Make an exact copy of the data below, leaving out every picture.

Excerpts from point annotation data:
————
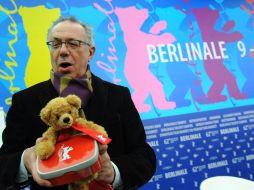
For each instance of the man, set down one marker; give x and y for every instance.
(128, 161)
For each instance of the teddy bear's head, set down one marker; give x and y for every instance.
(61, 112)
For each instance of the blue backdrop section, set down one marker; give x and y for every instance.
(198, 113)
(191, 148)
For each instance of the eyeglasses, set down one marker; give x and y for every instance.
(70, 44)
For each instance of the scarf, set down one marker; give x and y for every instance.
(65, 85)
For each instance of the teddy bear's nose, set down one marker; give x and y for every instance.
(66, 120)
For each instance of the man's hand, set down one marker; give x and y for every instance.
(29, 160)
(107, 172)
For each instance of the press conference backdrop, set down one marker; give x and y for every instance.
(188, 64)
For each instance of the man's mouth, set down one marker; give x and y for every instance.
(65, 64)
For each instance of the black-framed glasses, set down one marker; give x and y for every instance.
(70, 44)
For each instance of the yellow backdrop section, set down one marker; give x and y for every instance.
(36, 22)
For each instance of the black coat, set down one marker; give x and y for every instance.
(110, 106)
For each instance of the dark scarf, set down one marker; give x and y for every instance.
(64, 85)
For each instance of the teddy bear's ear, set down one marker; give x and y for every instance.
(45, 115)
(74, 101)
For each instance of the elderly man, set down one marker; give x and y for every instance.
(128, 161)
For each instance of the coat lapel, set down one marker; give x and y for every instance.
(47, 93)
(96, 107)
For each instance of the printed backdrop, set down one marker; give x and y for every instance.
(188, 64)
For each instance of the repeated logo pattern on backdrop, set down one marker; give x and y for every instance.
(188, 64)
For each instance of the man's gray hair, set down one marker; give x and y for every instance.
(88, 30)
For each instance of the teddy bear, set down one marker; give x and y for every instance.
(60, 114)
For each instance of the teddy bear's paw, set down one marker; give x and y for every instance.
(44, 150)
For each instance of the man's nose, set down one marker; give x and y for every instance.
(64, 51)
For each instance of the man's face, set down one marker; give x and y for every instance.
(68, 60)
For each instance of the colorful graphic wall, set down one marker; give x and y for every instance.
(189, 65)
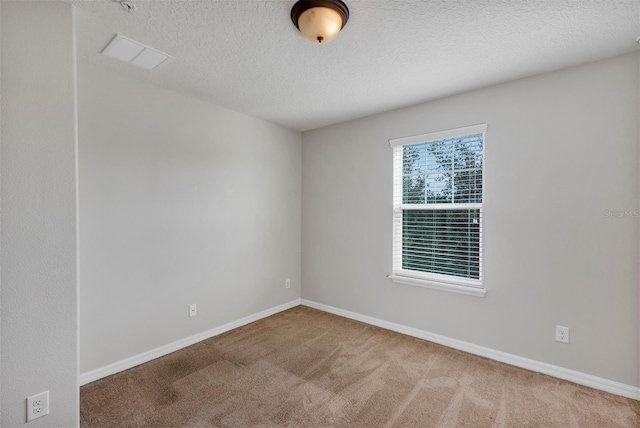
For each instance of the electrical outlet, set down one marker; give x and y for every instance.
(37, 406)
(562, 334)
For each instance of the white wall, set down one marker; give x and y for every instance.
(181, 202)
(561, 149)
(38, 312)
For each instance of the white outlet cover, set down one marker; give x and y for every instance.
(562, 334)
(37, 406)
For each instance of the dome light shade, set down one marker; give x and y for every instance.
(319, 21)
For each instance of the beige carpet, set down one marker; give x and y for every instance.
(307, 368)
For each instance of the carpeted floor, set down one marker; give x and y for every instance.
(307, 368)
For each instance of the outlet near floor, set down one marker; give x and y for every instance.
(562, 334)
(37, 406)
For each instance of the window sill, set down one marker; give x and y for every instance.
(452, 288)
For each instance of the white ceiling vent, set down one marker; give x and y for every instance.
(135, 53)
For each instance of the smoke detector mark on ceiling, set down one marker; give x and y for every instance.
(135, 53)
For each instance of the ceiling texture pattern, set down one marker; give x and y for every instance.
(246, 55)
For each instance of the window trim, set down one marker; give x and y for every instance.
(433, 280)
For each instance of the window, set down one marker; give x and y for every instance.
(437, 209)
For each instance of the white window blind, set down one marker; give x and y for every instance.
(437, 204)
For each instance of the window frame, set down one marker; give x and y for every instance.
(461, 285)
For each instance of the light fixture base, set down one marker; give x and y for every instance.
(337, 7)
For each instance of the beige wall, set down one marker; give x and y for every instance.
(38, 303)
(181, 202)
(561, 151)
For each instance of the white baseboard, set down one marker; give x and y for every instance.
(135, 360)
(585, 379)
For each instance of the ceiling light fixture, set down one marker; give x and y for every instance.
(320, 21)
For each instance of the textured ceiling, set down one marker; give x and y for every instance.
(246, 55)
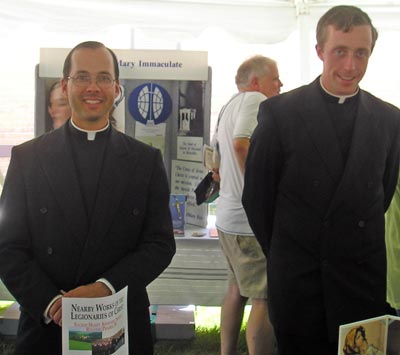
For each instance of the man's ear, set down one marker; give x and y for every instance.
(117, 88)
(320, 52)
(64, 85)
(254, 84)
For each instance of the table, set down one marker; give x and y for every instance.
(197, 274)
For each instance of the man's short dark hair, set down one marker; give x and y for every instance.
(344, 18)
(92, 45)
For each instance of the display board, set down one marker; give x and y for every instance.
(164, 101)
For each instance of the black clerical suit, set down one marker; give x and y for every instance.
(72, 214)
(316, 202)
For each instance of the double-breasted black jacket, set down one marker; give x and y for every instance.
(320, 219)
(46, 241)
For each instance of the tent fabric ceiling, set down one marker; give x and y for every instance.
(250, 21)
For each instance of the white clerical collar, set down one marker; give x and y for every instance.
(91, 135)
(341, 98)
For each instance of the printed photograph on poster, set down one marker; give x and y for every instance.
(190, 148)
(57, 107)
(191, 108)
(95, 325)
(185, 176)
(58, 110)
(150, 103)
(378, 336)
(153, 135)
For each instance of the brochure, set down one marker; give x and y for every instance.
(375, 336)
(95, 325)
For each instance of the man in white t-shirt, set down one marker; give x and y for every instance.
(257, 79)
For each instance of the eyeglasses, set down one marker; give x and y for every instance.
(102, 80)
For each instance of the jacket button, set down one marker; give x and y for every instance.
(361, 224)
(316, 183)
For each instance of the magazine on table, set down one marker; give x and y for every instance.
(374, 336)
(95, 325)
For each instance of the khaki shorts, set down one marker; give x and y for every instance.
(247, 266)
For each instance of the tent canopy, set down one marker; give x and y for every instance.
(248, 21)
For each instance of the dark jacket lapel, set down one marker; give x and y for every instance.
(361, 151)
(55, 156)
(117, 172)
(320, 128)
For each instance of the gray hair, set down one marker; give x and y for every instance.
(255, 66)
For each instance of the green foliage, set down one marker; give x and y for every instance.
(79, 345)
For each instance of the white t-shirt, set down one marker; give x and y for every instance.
————
● **CORRECT RESPONSE**
For each instance of the man, set down one marker; give x and y for every instance.
(128, 161)
For each instance of the teddy bear's head, set down one marker; give x and y for every instance.
(61, 112)
For each instance of the blue backdrop section, set down one marker; give x and y for every instance.
(198, 113)
(191, 148)
For each instance of the eyeglasses, set down one marker; give x and y for every instance.
(70, 44)
For each instance of the scarf, set down one marker; give x and y for every instance.
(65, 85)
For each instance of the teddy bear's nose, set down one marker; give x and y for every instance.
(66, 120)
For each instance of the man's hand, set down one marker; give x and y for every instance.
(29, 160)
(107, 172)
For each instance of the press conference backdrop, set down one marker; give x and y for every instance.
(188, 64)
For each instance of the man's mouth, set down one marker; give x and y for every instance.
(65, 64)
For each instance of the black-framed glasses, set down one marker; give x and y for every instance.
(70, 44)
For each instance of the yellow backdrop section, set down one marker; give x and y for every instance.
(36, 22)
For each instance of the black coat, set down one marker; give x and y for every instance.
(110, 106)
For each instance of the dark scarf, set down one marker; give x and y for every instance.
(64, 85)
For each instance of the teddy bear's ear, set down one marker; give x and y for every instance.
(45, 115)
(74, 101)
For each instance of the elderly man, set down one marker; give x and y for every instance.
(128, 161)
For each instance of the coat lapel, set down one marker; give x and y for every instance.
(47, 93)
(96, 107)
For each instance of the printed backdrop, set down one marker; give x and y for every instance.
(188, 64)
For each instance of the repeated logo pattern on backdrop, set down one marker; give x and y for every instance.
(188, 64)
For each instance of the man's gray hair, set down one marker; give x and y for every instance.
(88, 30)
For each instance of the teddy bear, set down one marker; give x and y for every instance.
(60, 114)
For each instance of the teddy bear's paw, set down one marker; give x and y for every instance.
(44, 150)
For each instance of the man's nose, set down one marker; give x and y for every instance.
(64, 51)
For each instance of the man's face, set down one marker; give x and y for every instance.
(68, 60)
For each instance of the colorful graphic wall, set down one marker; give x and y for every instance.
(189, 65)
For each instance of the electrical outlet, set down one marker; give x and y for every instance.
(37, 406)
(562, 334)
For each instance of the white wall, set down one marker; give x and y for every instance.
(181, 202)
(561, 149)
(38, 312)
For each instance of the white outlet cover, set down one marker; give x and y for every instance.
(562, 334)
(37, 406)
For each instance of the dome light shade, set down one marker; give x and y for every instance.
(319, 21)
For each instance of the beige carpet, set down one marker; give x and y for every instance.
(307, 368)
For each instance of the carpeted floor, set down one marker; give x and y for every instance.
(307, 368)
For each instance of the outlet near floor, set down one marker; give x and y for every instance.
(562, 334)
(37, 406)
For each instance of the window sill, set down one marker; give x and y for every instance.
(452, 288)
For each instance of the white ceiling vent, set down one marker; give x and y for every instance.
(135, 53)
For each instance of the smoke detector mark on ceiling, set down one marker; give x and y for every instance.
(135, 53)
For each instance of the ceiling texture pattern, set down one marker; give x and y for every instance.
(246, 55)
For each instance of the window trim, set down one marker; give x and y for every instance.
(433, 280)
For each instance of the window, set down one marker; give x and y for every instance.
(437, 209)
For each instance of the white window blind, set down one marker; give x and y for every instance.
(437, 204)
For each instance of the window frame, set down one marker; give x and y for every instance.
(461, 285)
For each instance of the light fixture base, set down one marker; give x and y for every instance.
(337, 7)
For each instance of the beige wall, set down one marker; give x and y for every instance.
(38, 303)
(181, 202)
(561, 151)
For each instance of the white baseboard, set down one marker; give x and y for every instance.
(135, 360)
(585, 379)
For each instance of the ceiling light fixture, set down one marker; give x and y for every instance.
(320, 21)
For each instance of the textured ceiling, set down one marker; give x and y for every instance.
(246, 55)
For each instance of the man's ear, set down one marker; give x and y for every instance.
(117, 88)
(320, 52)
(64, 85)
(254, 84)
For each instance of the table, set down one marker; give x and y for every instance.
(197, 274)
For each instance of the man's short dark hair, set down one marker; give x and y for every instance.
(344, 18)
(92, 45)
For each instance of the display board, set down one marker; give x and y for every instance.
(164, 101)
For each instance of the black clerical suit, set down one marker; give x and y for every instance.
(72, 214)
(316, 202)
For each instance of the double-breasted black jacket, set down one marker; give x and y for every instance.
(320, 219)
(46, 241)
For each instance of the tent fabric ceiling, set down one marker; give x and y for every instance.
(250, 21)
For each instance of the white clerical collar, set down one marker; give x and y for every instance.
(91, 135)
(341, 98)
For each instance of the printed photograph on poster, set down one marker; give x and y for every instance.
(190, 148)
(57, 107)
(191, 108)
(95, 325)
(185, 176)
(58, 110)
(150, 103)
(378, 336)
(153, 135)
For each instance of the brochure, set down one marker; give x and y for every instance.
(375, 336)
(95, 325)
For each instance of the man in white t-shirt, set down one marker; give x and y for every instance.
(257, 79)
For each instance of the eyeglasses, set down one marker; give x and y for every instance.
(102, 80)
For each instance of the jacket button, set down one marker; give x and y for every instance.
(361, 224)
(316, 183)
For each instance of the magazine on table, set down one marker; give x and y for every instance.
(374, 336)
(95, 325)
For each instance of the khaki shorts, set down one marker; give x and y for every instance.
(247, 266)
For each instance of the tent canopy, set down one marker; give x and y for every instance.
(248, 21)
For each instance of the dark jacket lapel, set down one marker; give x and y for every instance.
(361, 151)
(55, 156)
(117, 172)
(320, 128)
For each instance of the gray hair, set down one marker; give x and y for every instance.
(255, 66)
For each instance of the green foliage, set down one marker; give x and y for every instance.
(79, 345)
For each instance of the white t-shirt, set down one marker; give x and y for every instance.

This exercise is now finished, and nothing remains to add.